[Data rows]
◇ ◇ ◇ ◇ ◇
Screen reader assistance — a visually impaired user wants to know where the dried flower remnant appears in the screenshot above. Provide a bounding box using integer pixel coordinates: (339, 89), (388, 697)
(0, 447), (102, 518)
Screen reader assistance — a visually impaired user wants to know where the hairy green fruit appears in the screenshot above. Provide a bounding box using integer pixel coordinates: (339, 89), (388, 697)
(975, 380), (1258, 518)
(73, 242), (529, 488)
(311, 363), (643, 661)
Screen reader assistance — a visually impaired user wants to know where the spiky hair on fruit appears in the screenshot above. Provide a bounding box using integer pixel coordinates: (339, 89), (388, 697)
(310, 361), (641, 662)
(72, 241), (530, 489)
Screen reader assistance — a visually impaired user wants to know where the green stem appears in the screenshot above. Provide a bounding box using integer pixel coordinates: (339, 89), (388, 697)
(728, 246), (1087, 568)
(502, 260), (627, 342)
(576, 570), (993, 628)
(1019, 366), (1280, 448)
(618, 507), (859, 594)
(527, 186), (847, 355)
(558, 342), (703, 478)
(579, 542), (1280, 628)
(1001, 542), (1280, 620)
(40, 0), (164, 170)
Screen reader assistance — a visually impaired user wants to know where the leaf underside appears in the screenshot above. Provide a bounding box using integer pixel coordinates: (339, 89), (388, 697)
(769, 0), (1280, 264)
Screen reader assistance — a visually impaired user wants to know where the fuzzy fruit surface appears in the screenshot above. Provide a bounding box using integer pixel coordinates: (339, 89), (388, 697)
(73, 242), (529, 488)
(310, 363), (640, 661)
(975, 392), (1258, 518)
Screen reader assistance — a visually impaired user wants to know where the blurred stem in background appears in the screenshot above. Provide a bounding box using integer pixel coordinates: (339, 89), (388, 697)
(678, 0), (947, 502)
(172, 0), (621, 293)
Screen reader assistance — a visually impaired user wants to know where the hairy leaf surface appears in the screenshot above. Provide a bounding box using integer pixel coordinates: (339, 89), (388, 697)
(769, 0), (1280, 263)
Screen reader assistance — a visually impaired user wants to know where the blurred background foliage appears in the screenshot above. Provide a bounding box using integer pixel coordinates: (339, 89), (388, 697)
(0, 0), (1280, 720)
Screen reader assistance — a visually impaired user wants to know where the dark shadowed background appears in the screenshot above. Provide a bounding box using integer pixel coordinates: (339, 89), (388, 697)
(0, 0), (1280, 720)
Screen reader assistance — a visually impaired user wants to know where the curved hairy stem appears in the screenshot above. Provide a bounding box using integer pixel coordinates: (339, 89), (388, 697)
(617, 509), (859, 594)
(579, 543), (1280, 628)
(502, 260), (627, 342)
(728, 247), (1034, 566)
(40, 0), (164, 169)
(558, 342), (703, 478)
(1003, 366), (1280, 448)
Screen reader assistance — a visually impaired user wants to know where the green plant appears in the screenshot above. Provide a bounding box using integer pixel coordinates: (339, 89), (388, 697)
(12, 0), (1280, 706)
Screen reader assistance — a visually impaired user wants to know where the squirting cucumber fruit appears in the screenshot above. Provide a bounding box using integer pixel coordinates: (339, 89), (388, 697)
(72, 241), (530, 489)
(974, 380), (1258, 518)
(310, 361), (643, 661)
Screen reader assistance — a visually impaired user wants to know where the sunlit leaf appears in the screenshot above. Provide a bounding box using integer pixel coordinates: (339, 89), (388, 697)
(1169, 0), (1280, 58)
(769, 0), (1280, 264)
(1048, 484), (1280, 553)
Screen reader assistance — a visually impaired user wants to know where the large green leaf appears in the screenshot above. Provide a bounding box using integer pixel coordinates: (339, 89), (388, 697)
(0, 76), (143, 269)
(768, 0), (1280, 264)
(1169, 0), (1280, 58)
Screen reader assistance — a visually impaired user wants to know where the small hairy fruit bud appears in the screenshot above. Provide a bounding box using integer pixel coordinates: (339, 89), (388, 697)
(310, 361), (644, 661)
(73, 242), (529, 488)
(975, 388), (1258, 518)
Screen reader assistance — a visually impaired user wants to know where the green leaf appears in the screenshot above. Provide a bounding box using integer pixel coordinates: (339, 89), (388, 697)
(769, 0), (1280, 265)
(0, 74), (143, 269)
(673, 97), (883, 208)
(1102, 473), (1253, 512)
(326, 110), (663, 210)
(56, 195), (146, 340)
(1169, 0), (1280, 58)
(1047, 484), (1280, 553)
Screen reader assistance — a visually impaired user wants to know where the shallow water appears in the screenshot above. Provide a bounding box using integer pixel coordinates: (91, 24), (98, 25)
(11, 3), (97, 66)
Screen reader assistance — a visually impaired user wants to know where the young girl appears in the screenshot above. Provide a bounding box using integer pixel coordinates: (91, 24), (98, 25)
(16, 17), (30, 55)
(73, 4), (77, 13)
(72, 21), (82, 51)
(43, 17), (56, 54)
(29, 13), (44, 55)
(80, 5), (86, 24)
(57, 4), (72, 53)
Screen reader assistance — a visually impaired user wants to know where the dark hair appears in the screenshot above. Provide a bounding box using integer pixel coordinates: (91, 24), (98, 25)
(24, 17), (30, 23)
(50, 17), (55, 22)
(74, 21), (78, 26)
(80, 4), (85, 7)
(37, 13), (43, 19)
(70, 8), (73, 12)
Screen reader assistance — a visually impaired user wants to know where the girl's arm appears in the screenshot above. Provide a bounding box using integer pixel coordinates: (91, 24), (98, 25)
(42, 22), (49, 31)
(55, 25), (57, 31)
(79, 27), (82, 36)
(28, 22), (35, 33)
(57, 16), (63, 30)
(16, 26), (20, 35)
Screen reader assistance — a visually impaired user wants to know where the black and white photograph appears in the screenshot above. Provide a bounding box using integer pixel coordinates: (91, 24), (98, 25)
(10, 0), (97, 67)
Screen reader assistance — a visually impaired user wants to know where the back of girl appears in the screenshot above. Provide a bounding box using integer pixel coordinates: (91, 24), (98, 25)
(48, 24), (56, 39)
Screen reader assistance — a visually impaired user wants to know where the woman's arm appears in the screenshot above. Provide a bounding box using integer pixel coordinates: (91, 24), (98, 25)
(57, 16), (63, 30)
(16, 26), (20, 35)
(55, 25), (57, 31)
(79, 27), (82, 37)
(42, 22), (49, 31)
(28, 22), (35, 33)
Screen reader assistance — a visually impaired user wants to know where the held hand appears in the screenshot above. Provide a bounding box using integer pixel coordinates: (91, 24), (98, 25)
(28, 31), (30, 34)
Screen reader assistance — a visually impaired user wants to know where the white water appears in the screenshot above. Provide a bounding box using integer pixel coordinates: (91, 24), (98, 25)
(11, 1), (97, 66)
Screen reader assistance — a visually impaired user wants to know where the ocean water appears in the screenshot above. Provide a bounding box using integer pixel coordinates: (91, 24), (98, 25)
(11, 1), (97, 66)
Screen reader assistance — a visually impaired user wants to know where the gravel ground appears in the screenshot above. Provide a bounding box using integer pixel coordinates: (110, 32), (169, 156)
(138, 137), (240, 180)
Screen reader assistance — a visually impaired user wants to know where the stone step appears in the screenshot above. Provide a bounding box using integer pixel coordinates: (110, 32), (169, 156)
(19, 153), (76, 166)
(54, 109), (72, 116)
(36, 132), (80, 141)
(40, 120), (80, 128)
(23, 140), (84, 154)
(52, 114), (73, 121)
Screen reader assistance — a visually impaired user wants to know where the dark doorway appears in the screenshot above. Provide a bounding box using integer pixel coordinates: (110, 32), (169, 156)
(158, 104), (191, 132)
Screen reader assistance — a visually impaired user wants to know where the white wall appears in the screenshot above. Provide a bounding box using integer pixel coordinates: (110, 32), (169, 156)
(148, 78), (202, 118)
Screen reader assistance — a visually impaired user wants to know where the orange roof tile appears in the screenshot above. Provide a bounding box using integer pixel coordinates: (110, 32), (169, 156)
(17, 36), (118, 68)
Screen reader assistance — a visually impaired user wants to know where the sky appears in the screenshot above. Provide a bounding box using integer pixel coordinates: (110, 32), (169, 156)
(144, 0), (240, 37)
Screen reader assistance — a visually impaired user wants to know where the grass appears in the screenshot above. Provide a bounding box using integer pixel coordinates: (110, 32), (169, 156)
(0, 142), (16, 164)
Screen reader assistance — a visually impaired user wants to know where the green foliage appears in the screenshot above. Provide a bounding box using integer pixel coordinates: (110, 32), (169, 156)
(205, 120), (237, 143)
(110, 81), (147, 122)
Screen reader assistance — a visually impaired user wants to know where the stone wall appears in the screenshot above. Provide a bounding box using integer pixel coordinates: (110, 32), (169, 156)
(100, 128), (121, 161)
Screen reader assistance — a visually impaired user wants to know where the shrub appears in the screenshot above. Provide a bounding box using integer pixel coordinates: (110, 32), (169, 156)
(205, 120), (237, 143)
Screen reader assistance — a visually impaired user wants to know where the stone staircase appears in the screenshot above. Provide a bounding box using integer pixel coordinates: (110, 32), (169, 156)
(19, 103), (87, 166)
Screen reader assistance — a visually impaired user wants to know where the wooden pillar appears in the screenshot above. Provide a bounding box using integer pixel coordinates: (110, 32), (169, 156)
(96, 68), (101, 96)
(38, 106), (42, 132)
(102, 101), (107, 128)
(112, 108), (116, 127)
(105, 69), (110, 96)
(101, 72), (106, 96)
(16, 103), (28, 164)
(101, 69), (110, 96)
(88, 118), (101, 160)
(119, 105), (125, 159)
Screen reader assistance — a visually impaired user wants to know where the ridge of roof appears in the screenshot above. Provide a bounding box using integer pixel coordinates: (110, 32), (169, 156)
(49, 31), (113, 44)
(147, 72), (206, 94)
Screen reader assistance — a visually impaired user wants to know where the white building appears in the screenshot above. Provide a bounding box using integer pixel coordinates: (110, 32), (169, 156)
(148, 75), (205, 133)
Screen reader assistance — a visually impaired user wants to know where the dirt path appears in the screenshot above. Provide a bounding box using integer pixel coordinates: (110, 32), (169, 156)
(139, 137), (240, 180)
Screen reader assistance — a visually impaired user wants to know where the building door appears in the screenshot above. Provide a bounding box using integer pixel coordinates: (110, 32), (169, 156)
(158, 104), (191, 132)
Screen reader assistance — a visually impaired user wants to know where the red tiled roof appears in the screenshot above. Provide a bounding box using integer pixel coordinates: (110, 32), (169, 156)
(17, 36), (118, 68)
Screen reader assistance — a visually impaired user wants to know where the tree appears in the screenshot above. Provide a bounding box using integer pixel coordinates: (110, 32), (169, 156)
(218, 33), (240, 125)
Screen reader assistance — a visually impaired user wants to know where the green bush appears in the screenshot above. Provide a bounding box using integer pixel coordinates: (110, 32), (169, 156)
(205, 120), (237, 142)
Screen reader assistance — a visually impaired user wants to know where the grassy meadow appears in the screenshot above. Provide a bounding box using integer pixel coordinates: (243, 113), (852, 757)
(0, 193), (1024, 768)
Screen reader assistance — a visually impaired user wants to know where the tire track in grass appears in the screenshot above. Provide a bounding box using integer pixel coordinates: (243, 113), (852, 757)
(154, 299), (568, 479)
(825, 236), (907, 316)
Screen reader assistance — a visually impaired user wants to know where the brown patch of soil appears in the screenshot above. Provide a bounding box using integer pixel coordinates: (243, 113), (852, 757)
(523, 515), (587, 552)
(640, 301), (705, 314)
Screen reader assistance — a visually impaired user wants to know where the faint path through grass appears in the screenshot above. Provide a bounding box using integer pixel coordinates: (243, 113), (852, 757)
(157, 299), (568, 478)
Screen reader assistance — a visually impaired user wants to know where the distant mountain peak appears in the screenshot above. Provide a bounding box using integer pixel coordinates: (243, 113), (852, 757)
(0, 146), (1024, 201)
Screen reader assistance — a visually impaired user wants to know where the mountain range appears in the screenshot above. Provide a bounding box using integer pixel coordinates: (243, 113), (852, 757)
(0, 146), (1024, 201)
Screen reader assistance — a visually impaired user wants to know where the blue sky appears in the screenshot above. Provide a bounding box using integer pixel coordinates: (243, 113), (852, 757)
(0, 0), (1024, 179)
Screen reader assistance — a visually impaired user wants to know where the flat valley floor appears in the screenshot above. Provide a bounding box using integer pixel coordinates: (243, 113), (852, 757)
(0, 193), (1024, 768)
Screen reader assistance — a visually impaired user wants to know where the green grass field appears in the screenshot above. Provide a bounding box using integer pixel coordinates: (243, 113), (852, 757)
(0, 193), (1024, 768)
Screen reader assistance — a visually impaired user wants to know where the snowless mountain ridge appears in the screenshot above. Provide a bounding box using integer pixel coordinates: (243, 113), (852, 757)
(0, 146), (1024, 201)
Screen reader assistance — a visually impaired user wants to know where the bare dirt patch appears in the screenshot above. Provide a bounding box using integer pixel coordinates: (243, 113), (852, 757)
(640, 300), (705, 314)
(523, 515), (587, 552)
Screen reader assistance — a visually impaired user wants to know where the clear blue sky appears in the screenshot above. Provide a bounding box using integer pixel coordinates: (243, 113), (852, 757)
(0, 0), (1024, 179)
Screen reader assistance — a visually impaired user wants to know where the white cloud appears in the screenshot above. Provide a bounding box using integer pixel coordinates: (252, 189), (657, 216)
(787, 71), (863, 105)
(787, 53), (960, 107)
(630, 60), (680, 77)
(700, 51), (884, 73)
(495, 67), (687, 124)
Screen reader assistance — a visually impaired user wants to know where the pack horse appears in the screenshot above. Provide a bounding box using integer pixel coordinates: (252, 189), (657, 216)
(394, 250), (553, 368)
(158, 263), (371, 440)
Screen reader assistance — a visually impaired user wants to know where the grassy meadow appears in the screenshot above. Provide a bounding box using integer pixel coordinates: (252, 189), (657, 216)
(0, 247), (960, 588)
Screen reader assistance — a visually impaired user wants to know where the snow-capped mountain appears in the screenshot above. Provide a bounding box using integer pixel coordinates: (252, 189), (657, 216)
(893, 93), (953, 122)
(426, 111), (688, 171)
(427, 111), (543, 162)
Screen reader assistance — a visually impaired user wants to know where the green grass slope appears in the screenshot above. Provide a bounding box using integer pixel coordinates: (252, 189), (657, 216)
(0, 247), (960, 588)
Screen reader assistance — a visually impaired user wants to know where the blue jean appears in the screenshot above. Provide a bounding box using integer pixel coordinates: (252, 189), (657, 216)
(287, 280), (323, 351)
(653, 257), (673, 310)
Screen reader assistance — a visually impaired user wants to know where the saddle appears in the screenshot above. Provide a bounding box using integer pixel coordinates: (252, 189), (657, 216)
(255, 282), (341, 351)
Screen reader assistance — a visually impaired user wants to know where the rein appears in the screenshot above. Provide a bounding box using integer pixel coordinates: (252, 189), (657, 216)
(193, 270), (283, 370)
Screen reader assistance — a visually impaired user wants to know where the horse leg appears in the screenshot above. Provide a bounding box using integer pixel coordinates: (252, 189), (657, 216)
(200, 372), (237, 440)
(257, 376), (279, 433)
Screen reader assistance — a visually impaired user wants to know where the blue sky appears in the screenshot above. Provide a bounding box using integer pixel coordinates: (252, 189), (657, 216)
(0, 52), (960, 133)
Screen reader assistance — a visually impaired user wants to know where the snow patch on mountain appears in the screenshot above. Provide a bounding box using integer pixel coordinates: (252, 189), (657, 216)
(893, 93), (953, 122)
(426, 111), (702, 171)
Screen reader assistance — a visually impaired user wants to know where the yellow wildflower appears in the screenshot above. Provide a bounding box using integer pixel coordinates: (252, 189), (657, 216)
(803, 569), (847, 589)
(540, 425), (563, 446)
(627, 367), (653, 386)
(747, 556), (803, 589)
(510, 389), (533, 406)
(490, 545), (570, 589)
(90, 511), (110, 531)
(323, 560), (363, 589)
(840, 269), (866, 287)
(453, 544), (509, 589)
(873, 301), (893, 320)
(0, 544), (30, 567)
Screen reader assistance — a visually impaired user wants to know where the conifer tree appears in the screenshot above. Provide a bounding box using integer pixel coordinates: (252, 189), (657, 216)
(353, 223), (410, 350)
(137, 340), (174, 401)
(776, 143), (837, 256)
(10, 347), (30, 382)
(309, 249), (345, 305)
◇ ◇ ◇ ◇ ◇
- **Task to complete**
Copy out the rows between the line holding "green grass field" and the line holding "(158, 263), (371, 440)", inclusive, reproducing each one without change.

- **Output below**
Screen reader assistance — a visually impaired user wants to know where the green grass field appears in the screenshot above. Provide a bounding box using integer pixel coordinates: (243, 113), (852, 757)
(0, 193), (1024, 768)
Screen reader assistance — a visually impaired user wants to know where the snowless mountain ridge appears in the screenshot above. Provide a bounding box using integer pixel coordinates: (243, 113), (852, 757)
(0, 146), (1024, 201)
Screen reader assistance — a visually impaired user wants to know where the bare dirt patch appears in the screenshot above. Provide a bounding box using integer pixel coordinates: (243, 113), (852, 757)
(640, 300), (705, 314)
(523, 515), (587, 552)
Screen reader assistance — a visually impaired user wants to know where the clear blue sky appears in the screenshot above. Provide a bounding box using integer pixel coordinates: (243, 113), (852, 757)
(0, 0), (1024, 179)
Screen reader assistance — a visually impaired user wants to know where the white cloud appears in the screenshot above. Provide a bounding box using integer pixel coordinates: (252, 189), (657, 216)
(787, 71), (863, 105)
(787, 53), (960, 107)
(630, 60), (680, 77)
(700, 51), (884, 73)
(495, 67), (687, 124)
Screen reader assistance — a visually impaired user wants to know where the pack horse appears in the screenshot above. Provide a bounding box using integer pixel coordinates: (252, 189), (657, 216)
(394, 250), (553, 368)
(158, 263), (371, 440)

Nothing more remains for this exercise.